* [Liste des tâches]:
1. D'après le texte sur la position dominante d'Endemol, combien de producteurs indépendants le Handboek citait-il ?
2. Recopiez le passage du texte sur la position dominante d'Endemol, de « La Commission déduit » à « analyse du marché. ».
3. Poursuivez le texte sur la position dominante d'Endemol à partir de l'endroit où il s'arrête.

━━━━━ Texte cité ━━━━━

Sur l'absence de position dominante d'Endemol sur le marché pertinent

— Arguments des parties

113.
    La requérante fait valoir que, même si l'on accepte la définition étroite du marché retenue par la Commission, elle ne saurait être considérée comme occupant une position dominante sur celui-ci. En effet, 97 producteurs seraient présents sur le marché des Pays-Bas. Seulement 29 producteurs auraient répondu par écrit aux questionnaires de la Commission et les informations communiquées par les autres au téléphone ne seraient pas fiables. La Commission aurait donc calculé sa part de marché sur la base d'éléments de preuve incomplets.

114.
    La Commission déduit de la circonstance que la requérante ne connaissait pas les producteurs ne figurant pas dans le Handboek, lequel citait les noms de 85 producteurs indépendants dont celui de la requérante elle-même, qu'ils étaient si petits qu'ils n'avaient aucune importance aux fins de son analyse du marché.

115.
    Elle rappelle que des parts de marché très élevées sont considérées comme extrêmement importantes dans la détermination de la position dominante occupée par une entreprise. En effet, une entreprise qui détient de manière stable pendant une longue période une part de marché importante est susceptible de devenir un partenaire obligatoire, de sorte que l'on pourrait déduire dans de telles circonstances à partir de la seule part de marché qu'il y a position dominante. En l'espèce, la requérante détenait une part de marché supérieure à 50 % et était de loin l'opérateur le plus important du marché.

116.
    La requérante soutient également que les autres éléments retenus par la Commission, pour conclure à sa position dominante sur le marché pertinent, sont erronés.

117.

━━━━━ Section des données ━━━━━

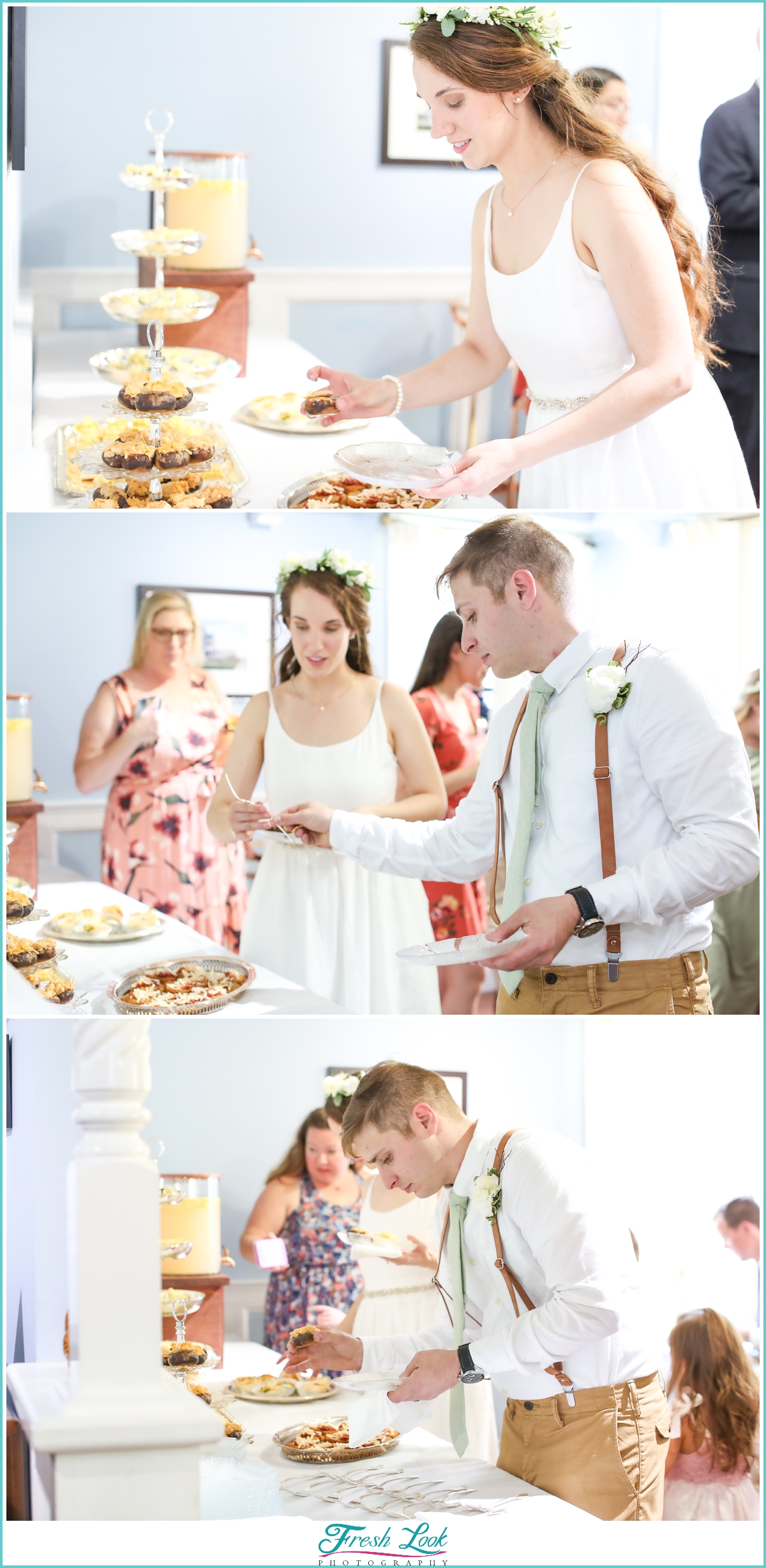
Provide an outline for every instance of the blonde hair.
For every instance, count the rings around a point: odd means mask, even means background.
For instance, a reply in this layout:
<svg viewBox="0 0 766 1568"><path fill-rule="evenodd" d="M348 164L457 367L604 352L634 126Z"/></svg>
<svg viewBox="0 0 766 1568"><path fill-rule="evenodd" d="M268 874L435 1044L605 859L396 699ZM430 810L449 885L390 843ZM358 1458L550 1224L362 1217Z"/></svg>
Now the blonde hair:
<svg viewBox="0 0 766 1568"><path fill-rule="evenodd" d="M689 1388L702 1394L702 1405L688 1421L700 1441L709 1433L713 1457L724 1474L747 1466L755 1458L758 1439L758 1378L746 1356L742 1341L727 1317L711 1306L683 1312L670 1330L673 1370L669 1394ZM681 1372L681 1363L686 1363Z"/></svg>
<svg viewBox="0 0 766 1568"><path fill-rule="evenodd" d="M452 1099L438 1073L408 1066L407 1062L378 1062L364 1074L356 1094L352 1094L345 1109L344 1154L355 1156L353 1140L367 1123L380 1127L381 1132L394 1129L405 1138L411 1138L410 1116L421 1101L432 1110L441 1112L447 1121L457 1121L461 1116L460 1105Z"/></svg>
<svg viewBox="0 0 766 1568"><path fill-rule="evenodd" d="M141 608L138 610L138 618L135 622L133 637L133 652L130 654L130 668L138 670L146 659L146 644L149 641L149 632L154 626L155 618L162 610L182 610L188 615L192 626L195 629L195 637L192 648L188 649L188 663L198 663L201 659L199 648L199 621L193 612L192 601L187 597L181 588L155 588L154 593L148 593L141 601Z"/></svg>

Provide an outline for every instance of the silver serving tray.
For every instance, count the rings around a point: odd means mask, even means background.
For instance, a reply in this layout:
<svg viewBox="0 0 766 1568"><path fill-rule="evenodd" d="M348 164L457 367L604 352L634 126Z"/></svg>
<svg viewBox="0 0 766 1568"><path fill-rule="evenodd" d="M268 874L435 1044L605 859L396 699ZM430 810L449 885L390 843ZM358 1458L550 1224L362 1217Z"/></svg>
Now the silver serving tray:
<svg viewBox="0 0 766 1568"><path fill-rule="evenodd" d="M137 980L143 980L144 975L151 977L157 971L162 971L163 974L166 974L168 969L177 971L182 964L199 964L204 969L220 971L239 969L242 974L242 985L234 991L228 991L226 996L213 997L210 1002L195 1002L192 1007L138 1007L135 1002L122 1002L126 991L130 991L130 986L133 986ZM218 958L218 955L207 958L204 953L192 953L185 958L168 958L165 963L141 964L140 969L130 969L127 975L122 975L122 980L111 982L107 994L115 1002L118 1013L127 1013L130 1018L141 1013L146 1013L151 1018L192 1018L195 1013L220 1013L221 1008L229 1005L229 1002L234 1002L239 996L242 996L242 993L253 985L254 978L254 966L246 964L242 958L235 958L234 953L231 958Z"/></svg>
<svg viewBox="0 0 766 1568"><path fill-rule="evenodd" d="M122 412L126 416L126 420L130 420L132 417L133 419L148 419L146 414L133 414L132 416L130 409L127 409L127 408L122 409ZM182 419L184 417L184 409L181 409L181 414L176 414L174 417L176 419ZM102 423L105 423L105 420L102 420ZM232 480L231 480L231 486L232 486L234 491L237 491L240 488L240 485L245 485L248 475L246 475L246 470L242 467L242 463L240 463L237 453L234 452L226 431L221 428L221 425L215 425L209 419L196 419L195 425L199 425L199 428L207 433L207 436L212 441L212 445L215 447L215 450L218 453L218 458L217 459L210 459L210 461L221 461L223 455L228 456L228 459L229 459L229 463L232 466L232 470L234 470L234 475L232 475ZM88 485L83 485L83 488L74 486L74 485L71 485L67 481L67 477L66 477L66 442L71 439L72 434L74 434L74 425L58 425L57 436L55 436L53 483L55 483L55 488L58 491L61 491L64 495L80 495L82 497L83 492L86 492L89 489L89 486ZM88 447L80 447L78 450L80 452L86 452L89 448ZM195 464L195 470L196 469L201 469L201 466ZM174 478L181 477L181 470L179 469L135 469L135 470L127 472L126 469L107 469L107 467L104 467L104 472L105 474L107 472L111 474L113 478L126 478L127 477L127 478L133 478L133 480L135 478L140 478L140 480L151 478L152 474L157 474L157 475L159 474L168 474L170 477L174 477ZM224 480L223 483L229 483L229 481Z"/></svg>
<svg viewBox="0 0 766 1568"><path fill-rule="evenodd" d="M333 472L334 470L330 469L330 470L325 470L323 474L308 474L303 480L294 480L292 485L287 485L287 488L283 489L283 492L276 497L278 508L281 511L287 511L292 506L300 506L300 503L303 500L308 500L309 495L312 494L312 491L316 491L317 485L323 485L325 480L331 478ZM386 488L388 489L403 489L402 485L389 485ZM433 502L429 503L429 502L424 502L422 495L414 495L411 506L400 506L400 508L394 508L394 510L397 510L397 511L438 511L440 506L446 506L446 505L447 505L446 500L438 500L436 503L433 503ZM330 510L331 511L361 511L361 510L364 510L364 511L367 511L367 510L374 511L372 506L369 506L369 508L331 506ZM383 502L380 503L380 511L391 511L391 510L392 508L389 505L385 505Z"/></svg>

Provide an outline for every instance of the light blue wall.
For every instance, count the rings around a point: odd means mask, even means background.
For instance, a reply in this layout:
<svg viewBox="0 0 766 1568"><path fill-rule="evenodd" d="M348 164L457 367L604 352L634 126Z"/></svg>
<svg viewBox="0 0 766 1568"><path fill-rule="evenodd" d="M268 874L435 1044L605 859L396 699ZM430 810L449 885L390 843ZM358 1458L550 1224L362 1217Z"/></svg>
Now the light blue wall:
<svg viewBox="0 0 766 1568"><path fill-rule="evenodd" d="M64 1176L80 1138L71 1120L72 1025L16 1021L19 1099L8 1140L8 1356L19 1292L25 1301L25 1359L60 1359L66 1312ZM314 1019L152 1019L151 1123L160 1168L221 1171L221 1236L237 1258L235 1279L262 1278L239 1254L239 1237L268 1170L283 1159L303 1116L322 1104L330 1066L374 1066L392 1054L435 1071L468 1071L468 1115L490 1124L546 1126L584 1143L582 1027L578 1019L520 1019L513 1040L494 1019L471 1032L441 1018L399 1018L396 1044L385 1019L358 1025ZM199 1083L192 1101L179 1082ZM30 1309L27 1309L30 1301Z"/></svg>
<svg viewBox="0 0 766 1568"><path fill-rule="evenodd" d="M623 72L634 118L651 130L659 9L562 6L567 67ZM148 155L143 119L160 96L176 116L170 147L250 151L250 229L268 267L466 267L471 215L494 169L380 163L381 45L407 38L411 14L369 3L30 6L22 265L127 260L110 235L146 223L148 198L118 171ZM162 88L148 85L152 60ZM107 318L67 306L64 325ZM290 334L325 364L377 376L443 353L452 323L443 304L303 304ZM424 441L446 441L444 409L408 419ZM507 423L505 376L491 434Z"/></svg>
<svg viewBox="0 0 766 1568"><path fill-rule="evenodd" d="M564 63L607 64L655 124L658 5L564 5ZM119 183L143 162L157 96L168 146L240 147L250 223L270 267L465 265L493 171L380 163L381 44L410 5L28 8L24 263L118 263L110 234L144 221ZM162 86L149 85L152 66Z"/></svg>
<svg viewBox="0 0 766 1568"><path fill-rule="evenodd" d="M188 513L165 527L133 511L127 530L121 514L105 525L86 513L11 513L8 690L35 693L35 767L53 800L77 797L82 717L99 682L130 662L138 583L273 591L283 555L337 546L375 569L372 659L385 673L386 536L378 514L339 514L320 538L311 514L286 517L250 527L246 513L218 513L215 524Z"/></svg>

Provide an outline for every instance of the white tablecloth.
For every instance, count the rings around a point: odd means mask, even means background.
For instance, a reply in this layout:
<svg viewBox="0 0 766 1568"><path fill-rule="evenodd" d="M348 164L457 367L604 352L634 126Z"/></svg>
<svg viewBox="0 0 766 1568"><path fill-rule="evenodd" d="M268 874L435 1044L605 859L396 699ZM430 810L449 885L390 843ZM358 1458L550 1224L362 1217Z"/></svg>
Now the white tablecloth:
<svg viewBox="0 0 766 1568"><path fill-rule="evenodd" d="M130 328L126 328L130 340ZM75 423L86 414L107 419L102 403L116 395L116 386L102 381L88 365L91 354L115 342L113 334L97 331L44 332L35 354L33 452L8 453L5 505L8 511L50 511L69 506L71 500L53 486L53 433L58 425ZM317 364L317 354L289 337L250 336L248 373L229 381L217 392L206 394L207 416L223 425L248 474L242 488L253 510L276 506L287 485L309 474L336 467L334 452L358 439L410 441L419 437L400 419L375 419L366 430L322 434L290 434L287 431L254 430L234 419L250 398L267 392L308 392L312 383L306 370ZM242 500L239 502L242 505ZM449 506L463 510L466 502L452 497ZM491 499L471 500L471 511L501 511Z"/></svg>
<svg viewBox="0 0 766 1568"><path fill-rule="evenodd" d="M224 1388L232 1377L257 1377L261 1372L273 1372L276 1370L276 1352L267 1350L265 1345L226 1341L221 1369L218 1372L206 1372L206 1388L215 1392ZM316 1474L314 1466L283 1458L278 1444L272 1443L273 1433L298 1419L322 1421L326 1417L336 1421L347 1414L348 1406L356 1399L359 1399L359 1394L339 1388L333 1399L301 1402L300 1416L294 1416L289 1405L254 1405L243 1399L232 1400L231 1411L234 1419L242 1422L245 1432L254 1438L248 1446L248 1457L262 1460L265 1465L273 1465L281 1482L289 1482L298 1488L303 1486L303 1482L308 1486L311 1477ZM396 1406L391 1408L394 1410ZM396 1425L396 1417L391 1424ZM358 1460L355 1466L339 1465L337 1471L347 1472L353 1469L356 1472L356 1468L363 1471L366 1463L364 1460ZM449 1479L455 1486L476 1488L471 1494L472 1497L518 1499L526 1507L535 1508L535 1518L538 1518L542 1527L548 1524L565 1527L570 1519L584 1518L579 1508L573 1508L568 1502L560 1502L559 1497L551 1497L548 1493L540 1491L538 1486L531 1486L527 1482L518 1480L515 1475L509 1475L505 1471L496 1469L496 1466L487 1465L483 1460L458 1458L450 1443L432 1436L430 1432L422 1432L421 1427L408 1432L385 1461L375 1460L375 1463L385 1463L391 1469L405 1468L418 1472L433 1472L433 1483ZM283 1513L287 1518L337 1519L339 1516L337 1504L322 1502L320 1497L292 1497L289 1491L283 1491L281 1496ZM438 1510L435 1508L433 1512L436 1513ZM361 1519L364 1513L355 1508L352 1518Z"/></svg>
<svg viewBox="0 0 766 1568"><path fill-rule="evenodd" d="M111 887L105 887L102 883L41 883L38 887L38 905L49 909L50 914L58 914L64 909L99 909L104 903L121 903L122 908L141 909L144 908L135 898L127 898L124 894L115 894ZM181 920L171 920L166 916L163 919L163 930L160 936L141 938L140 941L129 942L72 942L69 938L61 938L60 947L66 950L66 958L61 958L61 967L69 974L75 983L75 1002L77 994L85 994L86 1000L77 1011L83 1013L113 1013L115 1004L110 1002L107 996L107 988L111 980L121 980L124 974L130 969L137 969L140 964L155 964L163 963L170 958L210 958L213 955L232 955L226 947L220 947L217 942L210 942L207 936L201 936L190 925L184 925ZM25 920L22 925L13 927L19 936L35 936L38 931L36 920ZM35 1013L38 1016L53 1018L57 1014L66 1014L72 1011L72 1007L60 1008L55 1002L47 1002L44 997L35 991L35 988L6 963L5 966L5 1007L9 1016L20 1018L24 1014ZM314 991L305 991L301 986L295 985L292 980L284 980L283 975L275 974L272 969L264 969L257 966L256 978L246 991L242 993L234 1002L229 1002L221 1013L213 1013L213 1018L261 1018L264 1014L279 1014L279 1013L342 1013L344 1008L337 1007L334 1002L328 1002L326 997L316 996Z"/></svg>

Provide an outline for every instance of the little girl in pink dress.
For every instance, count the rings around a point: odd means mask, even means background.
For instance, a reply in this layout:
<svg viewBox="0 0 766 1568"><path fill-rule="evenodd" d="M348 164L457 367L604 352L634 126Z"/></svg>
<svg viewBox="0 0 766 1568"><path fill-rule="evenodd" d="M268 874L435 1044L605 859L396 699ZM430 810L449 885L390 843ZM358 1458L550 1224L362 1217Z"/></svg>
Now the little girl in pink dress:
<svg viewBox="0 0 766 1568"><path fill-rule="evenodd" d="M678 1319L670 1352L662 1519L758 1519L758 1381L739 1334L705 1308Z"/></svg>

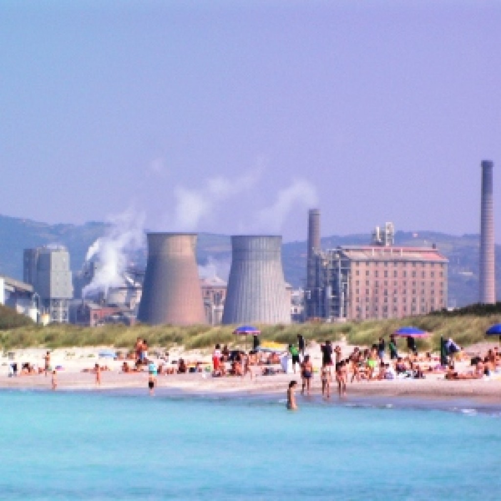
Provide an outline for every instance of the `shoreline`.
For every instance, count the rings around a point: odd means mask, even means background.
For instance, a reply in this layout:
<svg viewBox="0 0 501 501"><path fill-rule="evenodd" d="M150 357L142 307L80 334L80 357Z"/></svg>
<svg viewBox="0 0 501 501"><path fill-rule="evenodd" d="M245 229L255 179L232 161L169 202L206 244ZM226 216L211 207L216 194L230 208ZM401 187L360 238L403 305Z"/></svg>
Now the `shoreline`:
<svg viewBox="0 0 501 501"><path fill-rule="evenodd" d="M205 377L203 377L203 376ZM147 396L147 373L123 374L114 371L102 373L100 385L95 383L93 374L61 372L58 374L55 392L83 392L103 393L144 394ZM299 374L260 376L251 379L235 377L212 378L201 373L160 375L155 387L155 395L182 396L183 398L232 399L248 397L285 398L287 383L291 379L300 381ZM52 392L50 375L43 374L9 377L0 375L0 391L37 390ZM331 386L328 400L322 398L320 381L314 380L311 396L302 396L298 400L303 406L309 403L339 405L376 406L444 409L455 404L486 408L490 411L501 411L501 381L471 380L447 381L434 378L424 380L363 381L349 383L347 396L340 399L337 387Z"/></svg>

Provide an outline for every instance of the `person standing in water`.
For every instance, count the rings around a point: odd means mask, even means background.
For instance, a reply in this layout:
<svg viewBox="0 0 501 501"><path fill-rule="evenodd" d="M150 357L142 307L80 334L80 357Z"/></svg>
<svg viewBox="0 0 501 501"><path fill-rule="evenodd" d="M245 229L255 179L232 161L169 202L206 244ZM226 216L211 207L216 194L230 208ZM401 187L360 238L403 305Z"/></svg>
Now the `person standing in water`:
<svg viewBox="0 0 501 501"><path fill-rule="evenodd" d="M99 364L96 364L94 366L94 372L96 373L96 384L98 386L101 385L101 367Z"/></svg>
<svg viewBox="0 0 501 501"><path fill-rule="evenodd" d="M310 389L311 386L311 380L313 377L313 365L310 360L310 355L305 356L305 359L301 365L301 378L303 379L303 384L301 388L301 394L305 393L306 388L306 394L310 394Z"/></svg>
<svg viewBox="0 0 501 501"><path fill-rule="evenodd" d="M55 390L58 387L58 374L56 371L52 371L52 389Z"/></svg>
<svg viewBox="0 0 501 501"><path fill-rule="evenodd" d="M44 360L45 362L45 376L47 377L47 374L51 371L51 352L48 351L44 356Z"/></svg>
<svg viewBox="0 0 501 501"><path fill-rule="evenodd" d="M148 366L148 389L151 396L153 396L155 393L155 383L156 382L156 365L152 362Z"/></svg>
<svg viewBox="0 0 501 501"><path fill-rule="evenodd" d="M296 394L294 393L297 384L297 381L295 380L291 381L289 383L289 388L287 388L287 408L289 410L296 410L298 408L298 405L296 403Z"/></svg>
<svg viewBox="0 0 501 501"><path fill-rule="evenodd" d="M329 398L331 396L331 381L332 381L331 368L323 365L320 377L322 379L322 396L325 396L327 393L327 397Z"/></svg>

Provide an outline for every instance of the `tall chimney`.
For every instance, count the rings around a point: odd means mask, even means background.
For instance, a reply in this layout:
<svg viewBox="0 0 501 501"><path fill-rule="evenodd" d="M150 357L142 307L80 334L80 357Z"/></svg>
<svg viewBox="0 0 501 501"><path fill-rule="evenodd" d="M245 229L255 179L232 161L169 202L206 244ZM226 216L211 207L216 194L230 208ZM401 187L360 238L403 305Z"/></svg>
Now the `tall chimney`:
<svg viewBox="0 0 501 501"><path fill-rule="evenodd" d="M282 237L231 237L231 266L223 324L291 323L282 263Z"/></svg>
<svg viewBox="0 0 501 501"><path fill-rule="evenodd" d="M194 233L148 233L137 319L146 324L205 323Z"/></svg>
<svg viewBox="0 0 501 501"><path fill-rule="evenodd" d="M315 256L320 252L320 211L310 209L308 211L308 241L307 256L306 287L315 287Z"/></svg>
<svg viewBox="0 0 501 501"><path fill-rule="evenodd" d="M492 208L492 166L491 160L482 161L482 191L480 215L479 302L496 302L494 263L494 212Z"/></svg>

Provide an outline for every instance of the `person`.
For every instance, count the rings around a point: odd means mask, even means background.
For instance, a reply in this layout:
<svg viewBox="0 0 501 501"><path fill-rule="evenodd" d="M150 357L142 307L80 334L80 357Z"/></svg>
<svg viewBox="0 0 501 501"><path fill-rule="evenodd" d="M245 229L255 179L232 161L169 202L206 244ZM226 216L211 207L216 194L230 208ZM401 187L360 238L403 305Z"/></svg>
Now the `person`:
<svg viewBox="0 0 501 501"><path fill-rule="evenodd" d="M298 334L298 347L303 357L305 356L305 338L302 334Z"/></svg>
<svg viewBox="0 0 501 501"><path fill-rule="evenodd" d="M253 335L252 337L252 349L254 351L257 351L259 348L259 336L257 334Z"/></svg>
<svg viewBox="0 0 501 501"><path fill-rule="evenodd" d="M299 350L294 345L289 345L289 352L292 356L292 370L296 374L296 364L299 365Z"/></svg>
<svg viewBox="0 0 501 501"><path fill-rule="evenodd" d="M332 374L331 374L331 368L327 365L323 365L320 377L322 379L322 395L325 396L327 393L327 397L330 398L331 397L331 381L332 380Z"/></svg>
<svg viewBox="0 0 501 501"><path fill-rule="evenodd" d="M156 364L152 362L148 366L148 389L151 396L153 396L155 391L155 383L156 382L157 366Z"/></svg>
<svg viewBox="0 0 501 501"><path fill-rule="evenodd" d="M416 347L416 340L412 336L407 337L407 349L410 352L414 354L415 356L417 355L417 348Z"/></svg>
<svg viewBox="0 0 501 501"><path fill-rule="evenodd" d="M322 350L322 363L323 365L332 365L332 345L330 341L326 341L325 344L320 346Z"/></svg>
<svg viewBox="0 0 501 501"><path fill-rule="evenodd" d="M219 344L216 345L212 352L212 365L214 367L214 372L219 369L219 360L221 356L221 348Z"/></svg>
<svg viewBox="0 0 501 501"><path fill-rule="evenodd" d="M296 395L294 393L297 384L297 381L295 380L291 381L289 383L289 388L287 389L287 408L289 410L296 410L298 408L298 405L296 403Z"/></svg>
<svg viewBox="0 0 501 501"><path fill-rule="evenodd" d="M334 353L336 354L336 363L339 363L341 361L341 349L339 346L334 348Z"/></svg>
<svg viewBox="0 0 501 501"><path fill-rule="evenodd" d="M301 378L303 384L301 388L301 394L304 394L305 388L306 388L306 394L310 394L311 382L313 377L313 365L310 360L310 355L305 355L303 363L301 364Z"/></svg>
<svg viewBox="0 0 501 501"><path fill-rule="evenodd" d="M384 349L386 348L384 343L384 338L381 337L379 338L379 341L377 344L377 351L378 355L379 357L379 360L381 362L382 362L384 360Z"/></svg>
<svg viewBox="0 0 501 501"><path fill-rule="evenodd" d="M395 340L395 336L392 334L390 336L390 342L388 345L390 349L390 358L394 360L398 358L398 352L397 350L397 342Z"/></svg>
<svg viewBox="0 0 501 501"><path fill-rule="evenodd" d="M55 370L52 371L52 381L51 384L52 389L55 390L58 387L58 374Z"/></svg>
<svg viewBox="0 0 501 501"><path fill-rule="evenodd" d="M51 352L48 351L44 357L44 361L45 362L45 376L47 377L47 374L51 370Z"/></svg>
<svg viewBox="0 0 501 501"><path fill-rule="evenodd" d="M94 372L96 373L96 384L101 384L101 367L99 364L96 364L94 366Z"/></svg>
<svg viewBox="0 0 501 501"><path fill-rule="evenodd" d="M338 392L339 398L346 395L346 371L345 361L341 360L336 364L336 380L338 383Z"/></svg>

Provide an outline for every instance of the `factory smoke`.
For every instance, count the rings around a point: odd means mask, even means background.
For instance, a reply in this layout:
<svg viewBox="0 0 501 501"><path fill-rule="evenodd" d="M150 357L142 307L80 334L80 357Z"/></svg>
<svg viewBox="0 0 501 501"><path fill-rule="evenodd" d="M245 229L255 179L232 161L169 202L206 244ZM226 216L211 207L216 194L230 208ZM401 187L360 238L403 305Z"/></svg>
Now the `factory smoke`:
<svg viewBox="0 0 501 501"><path fill-rule="evenodd" d="M290 186L279 190L275 203L259 211L257 229L280 232L295 208L309 208L318 203L315 186L304 179L296 179Z"/></svg>
<svg viewBox="0 0 501 501"><path fill-rule="evenodd" d="M174 192L175 229L183 231L197 229L201 221L210 221L215 216L218 204L252 189L260 177L261 172L258 170L233 180L221 177L209 179L203 188L176 187Z"/></svg>
<svg viewBox="0 0 501 501"><path fill-rule="evenodd" d="M105 234L87 251L86 262L98 263L92 281L82 290L83 298L98 292L106 295L110 287L123 282L131 257L145 245L145 214L131 209L109 218Z"/></svg>

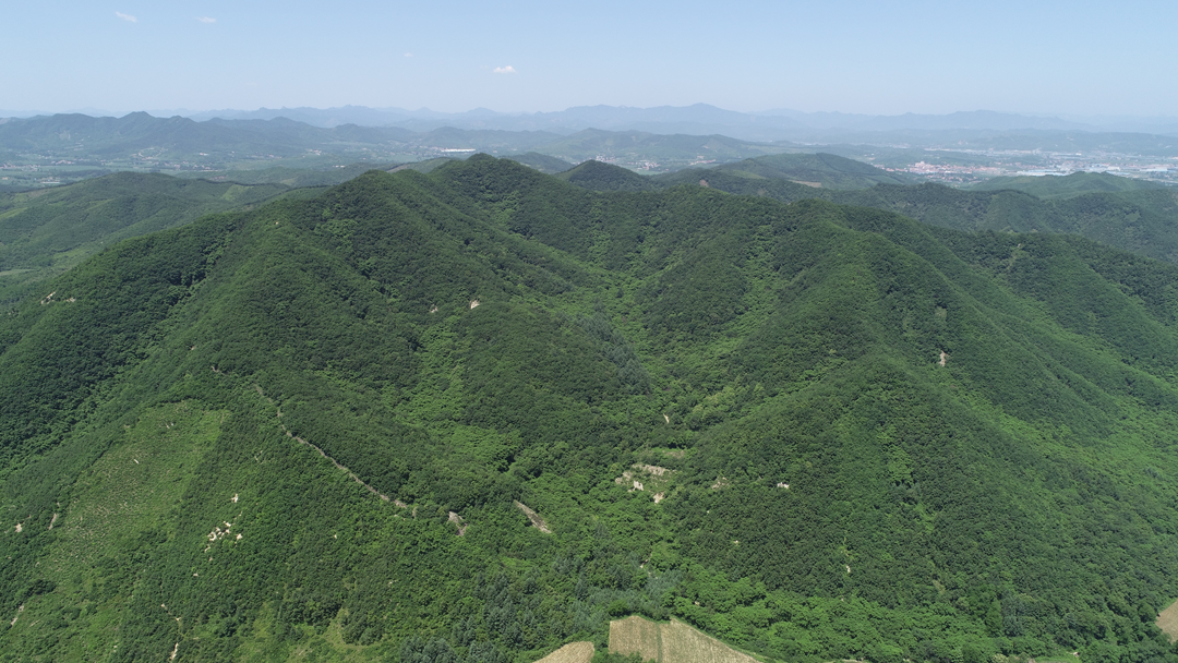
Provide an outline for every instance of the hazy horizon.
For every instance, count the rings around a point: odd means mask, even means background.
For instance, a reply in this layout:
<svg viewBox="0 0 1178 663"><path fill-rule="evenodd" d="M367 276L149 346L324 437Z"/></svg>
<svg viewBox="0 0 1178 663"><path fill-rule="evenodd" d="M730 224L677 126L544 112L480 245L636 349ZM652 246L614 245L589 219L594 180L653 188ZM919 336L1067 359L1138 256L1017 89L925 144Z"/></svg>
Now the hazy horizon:
<svg viewBox="0 0 1178 663"><path fill-rule="evenodd" d="M986 108L1178 115L1160 1L622 4L594 11L465 0L6 9L22 66L0 108L573 106L792 108L874 115ZM24 54L28 54L27 57Z"/></svg>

━━━━━

* [Résultats attendus]:
1. 85 producteurs indépendants, dont la requérante elle-même.

2.
La Commission déduit de la circonstance que la requérante ne connaissait pas les producteurs ne figurant pas dans le Handboek, lequel citait les noms de 85 producteurs indépendants dont celui de la requérante elle-même, qu'ils étaient si petits qu'ils n'avaient aucune importance aux fins de son analyse du marché.

3.
    Premièrement, il serait inexact qu'elle jouît d'un accès privilégié aux formats étrangers, qui seraient alors adaptés au public néerlandais. Elle n'aurait produit que 38 programmes basés sur des formats étrangers au cours des trois dernières années, et non pas plus de 60, comme la Commission l'a soutenu. Il semblerait que la Commission se soit fondée sur certaines réponses subjectives de ses concurrents, qui n'auraient aucune fiabilité puisque ces derniers ne savaient pas précisément quels formats lui appartenaient.

118.
    Par ailleurs, 45 des 143 programmes qu'elle a produits en 1994 n'étaient pas basés sur un format. En outre, plusieurs des formats populaires qu'elle utilise

appartiendraient à des diffuseurs. Il ne serait pas exact qu'elle possédât les formats néerlandais les plus populaires.

119.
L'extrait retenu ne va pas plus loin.